Start of Block
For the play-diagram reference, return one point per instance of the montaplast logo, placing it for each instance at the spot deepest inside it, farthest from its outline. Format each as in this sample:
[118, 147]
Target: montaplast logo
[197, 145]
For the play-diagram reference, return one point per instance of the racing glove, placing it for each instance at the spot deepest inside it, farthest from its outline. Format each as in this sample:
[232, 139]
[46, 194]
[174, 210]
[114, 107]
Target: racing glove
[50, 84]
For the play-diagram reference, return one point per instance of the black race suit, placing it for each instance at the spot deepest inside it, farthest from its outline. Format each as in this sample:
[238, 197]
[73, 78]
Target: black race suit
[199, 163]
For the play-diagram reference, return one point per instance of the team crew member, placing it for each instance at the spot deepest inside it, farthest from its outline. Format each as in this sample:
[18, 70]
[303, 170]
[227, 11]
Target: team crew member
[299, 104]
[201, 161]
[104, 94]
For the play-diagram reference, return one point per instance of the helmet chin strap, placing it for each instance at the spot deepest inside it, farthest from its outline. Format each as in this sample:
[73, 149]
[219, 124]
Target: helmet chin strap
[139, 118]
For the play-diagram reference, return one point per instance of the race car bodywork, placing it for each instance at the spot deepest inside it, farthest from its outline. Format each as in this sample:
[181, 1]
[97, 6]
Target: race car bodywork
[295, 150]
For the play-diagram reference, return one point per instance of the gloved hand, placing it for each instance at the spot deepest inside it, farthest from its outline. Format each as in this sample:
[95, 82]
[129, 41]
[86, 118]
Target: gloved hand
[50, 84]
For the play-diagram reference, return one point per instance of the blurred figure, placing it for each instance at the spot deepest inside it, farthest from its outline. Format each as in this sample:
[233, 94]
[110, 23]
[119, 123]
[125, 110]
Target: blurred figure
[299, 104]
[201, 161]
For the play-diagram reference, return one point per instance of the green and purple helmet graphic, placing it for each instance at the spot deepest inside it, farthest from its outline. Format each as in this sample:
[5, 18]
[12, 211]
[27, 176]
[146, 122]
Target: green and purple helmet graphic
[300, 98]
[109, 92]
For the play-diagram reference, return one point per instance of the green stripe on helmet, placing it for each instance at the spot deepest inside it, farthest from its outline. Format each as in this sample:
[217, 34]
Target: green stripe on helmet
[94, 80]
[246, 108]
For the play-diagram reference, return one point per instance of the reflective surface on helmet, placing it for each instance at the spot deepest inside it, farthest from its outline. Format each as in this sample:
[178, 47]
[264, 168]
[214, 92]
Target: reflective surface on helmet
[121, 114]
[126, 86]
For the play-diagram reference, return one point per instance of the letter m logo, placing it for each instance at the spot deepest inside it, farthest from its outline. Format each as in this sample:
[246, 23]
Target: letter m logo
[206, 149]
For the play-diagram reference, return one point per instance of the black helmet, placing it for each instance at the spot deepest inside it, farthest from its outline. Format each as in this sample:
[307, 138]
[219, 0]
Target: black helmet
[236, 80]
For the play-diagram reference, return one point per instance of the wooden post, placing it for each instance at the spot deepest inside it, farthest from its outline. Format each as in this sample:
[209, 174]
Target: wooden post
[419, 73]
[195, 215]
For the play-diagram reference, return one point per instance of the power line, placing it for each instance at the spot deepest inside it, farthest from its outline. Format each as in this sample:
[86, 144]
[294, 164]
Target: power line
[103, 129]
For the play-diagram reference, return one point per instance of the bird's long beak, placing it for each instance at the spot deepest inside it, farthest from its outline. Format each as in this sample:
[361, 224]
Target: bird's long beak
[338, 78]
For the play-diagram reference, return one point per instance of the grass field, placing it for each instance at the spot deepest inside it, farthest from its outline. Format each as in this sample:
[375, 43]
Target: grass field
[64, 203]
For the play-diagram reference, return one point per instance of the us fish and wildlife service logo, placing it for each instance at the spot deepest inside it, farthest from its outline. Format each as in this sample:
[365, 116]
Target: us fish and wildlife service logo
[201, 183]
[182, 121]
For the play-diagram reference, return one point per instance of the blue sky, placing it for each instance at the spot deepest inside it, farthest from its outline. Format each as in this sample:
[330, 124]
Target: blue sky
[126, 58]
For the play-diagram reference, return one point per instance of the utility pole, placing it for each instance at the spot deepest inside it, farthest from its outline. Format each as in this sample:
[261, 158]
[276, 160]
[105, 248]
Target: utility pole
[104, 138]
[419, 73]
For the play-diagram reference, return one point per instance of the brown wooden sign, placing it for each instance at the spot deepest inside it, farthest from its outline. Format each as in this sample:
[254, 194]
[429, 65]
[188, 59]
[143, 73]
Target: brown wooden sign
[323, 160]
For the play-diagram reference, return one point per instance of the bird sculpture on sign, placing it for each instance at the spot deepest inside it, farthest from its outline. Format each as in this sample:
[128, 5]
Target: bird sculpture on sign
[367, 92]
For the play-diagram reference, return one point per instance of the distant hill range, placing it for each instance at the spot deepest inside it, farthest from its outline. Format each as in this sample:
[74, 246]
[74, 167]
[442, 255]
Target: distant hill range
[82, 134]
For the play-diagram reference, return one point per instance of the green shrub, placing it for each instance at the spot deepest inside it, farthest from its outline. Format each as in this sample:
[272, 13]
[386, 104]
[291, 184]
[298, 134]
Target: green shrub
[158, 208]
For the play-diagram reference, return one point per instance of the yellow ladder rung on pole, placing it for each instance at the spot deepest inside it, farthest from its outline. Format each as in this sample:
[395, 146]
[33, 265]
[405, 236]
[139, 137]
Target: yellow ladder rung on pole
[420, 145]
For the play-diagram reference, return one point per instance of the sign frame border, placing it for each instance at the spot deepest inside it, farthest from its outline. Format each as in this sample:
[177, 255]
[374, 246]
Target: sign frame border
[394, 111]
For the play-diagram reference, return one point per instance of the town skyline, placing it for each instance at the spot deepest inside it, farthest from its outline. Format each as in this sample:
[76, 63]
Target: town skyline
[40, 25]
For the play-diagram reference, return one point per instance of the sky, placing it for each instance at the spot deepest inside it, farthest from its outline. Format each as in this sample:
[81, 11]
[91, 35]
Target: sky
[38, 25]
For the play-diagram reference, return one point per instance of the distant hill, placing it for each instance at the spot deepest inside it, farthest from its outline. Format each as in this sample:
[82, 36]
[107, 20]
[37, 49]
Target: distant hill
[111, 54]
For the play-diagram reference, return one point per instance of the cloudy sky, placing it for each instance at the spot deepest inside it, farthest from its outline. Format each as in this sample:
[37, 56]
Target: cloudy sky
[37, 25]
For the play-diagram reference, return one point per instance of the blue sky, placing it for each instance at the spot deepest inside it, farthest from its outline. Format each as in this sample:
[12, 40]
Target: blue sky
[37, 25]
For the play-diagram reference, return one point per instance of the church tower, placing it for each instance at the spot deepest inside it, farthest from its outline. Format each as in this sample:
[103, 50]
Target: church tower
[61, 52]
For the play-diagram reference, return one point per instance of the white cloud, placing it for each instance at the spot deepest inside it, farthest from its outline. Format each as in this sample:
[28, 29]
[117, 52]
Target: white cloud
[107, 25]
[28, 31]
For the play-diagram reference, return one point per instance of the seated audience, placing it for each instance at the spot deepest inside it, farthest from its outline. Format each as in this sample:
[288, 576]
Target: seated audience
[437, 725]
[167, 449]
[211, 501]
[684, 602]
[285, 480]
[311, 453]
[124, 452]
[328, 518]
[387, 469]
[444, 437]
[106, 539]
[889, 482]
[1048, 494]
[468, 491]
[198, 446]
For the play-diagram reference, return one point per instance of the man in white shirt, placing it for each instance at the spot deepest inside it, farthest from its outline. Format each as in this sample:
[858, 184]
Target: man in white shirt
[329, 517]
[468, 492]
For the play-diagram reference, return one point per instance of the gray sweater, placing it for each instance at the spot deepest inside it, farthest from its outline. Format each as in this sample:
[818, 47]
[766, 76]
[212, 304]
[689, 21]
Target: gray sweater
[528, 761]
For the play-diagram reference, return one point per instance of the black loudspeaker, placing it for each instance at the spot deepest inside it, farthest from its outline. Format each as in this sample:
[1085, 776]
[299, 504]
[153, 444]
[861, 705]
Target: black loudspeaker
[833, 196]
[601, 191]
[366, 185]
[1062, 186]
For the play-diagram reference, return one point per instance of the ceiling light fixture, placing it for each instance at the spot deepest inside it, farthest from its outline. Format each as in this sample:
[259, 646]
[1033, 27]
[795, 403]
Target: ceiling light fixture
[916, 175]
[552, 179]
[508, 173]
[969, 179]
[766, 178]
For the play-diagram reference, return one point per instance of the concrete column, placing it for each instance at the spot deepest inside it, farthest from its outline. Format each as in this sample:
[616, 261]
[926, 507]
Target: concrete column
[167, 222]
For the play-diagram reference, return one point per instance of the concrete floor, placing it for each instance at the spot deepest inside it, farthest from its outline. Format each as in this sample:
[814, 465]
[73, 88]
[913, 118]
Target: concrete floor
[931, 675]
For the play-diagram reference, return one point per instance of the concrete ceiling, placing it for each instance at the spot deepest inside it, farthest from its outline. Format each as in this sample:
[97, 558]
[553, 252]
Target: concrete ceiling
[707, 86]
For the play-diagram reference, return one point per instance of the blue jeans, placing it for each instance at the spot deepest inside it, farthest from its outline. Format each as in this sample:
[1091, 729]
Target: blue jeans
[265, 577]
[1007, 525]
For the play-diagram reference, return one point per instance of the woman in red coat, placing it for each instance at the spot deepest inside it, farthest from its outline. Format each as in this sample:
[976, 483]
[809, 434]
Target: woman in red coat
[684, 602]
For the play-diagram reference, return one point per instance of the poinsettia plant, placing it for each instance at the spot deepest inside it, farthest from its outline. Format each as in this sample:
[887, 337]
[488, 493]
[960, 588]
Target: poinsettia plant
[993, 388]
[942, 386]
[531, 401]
End of Block
PROBLEM TO WORK ON: Retype the line containing "Target: concrete ceiling" and each line after it through the end of the listing, exactly, leaving out everything else.

RESPONSE TO THE TASK:
Target: concrete ceiling
[707, 86]
For the play-diagram reference, return one point per instance of the blue jeans, placing it for each instance at the spot deepest inside it, farthest from its outline. Format each as in this sample:
[1091, 729]
Target: blue jeans
[265, 577]
[1007, 525]
For the play-diagram reference, return one point per instance of the woman in red coat, placing it for each instance at the spot deepest inside it, farthest from its outline. Format each as in this sample:
[976, 483]
[809, 434]
Target: woman in red coat
[684, 602]
For the play-diagram reference, return one point per instance of the poinsettia plant, placing it for each instance at the spot deepest inside it, farthest from its outline. Format each as in this sample:
[887, 337]
[488, 493]
[960, 588]
Target: poinsettia plant
[993, 388]
[942, 386]
[531, 401]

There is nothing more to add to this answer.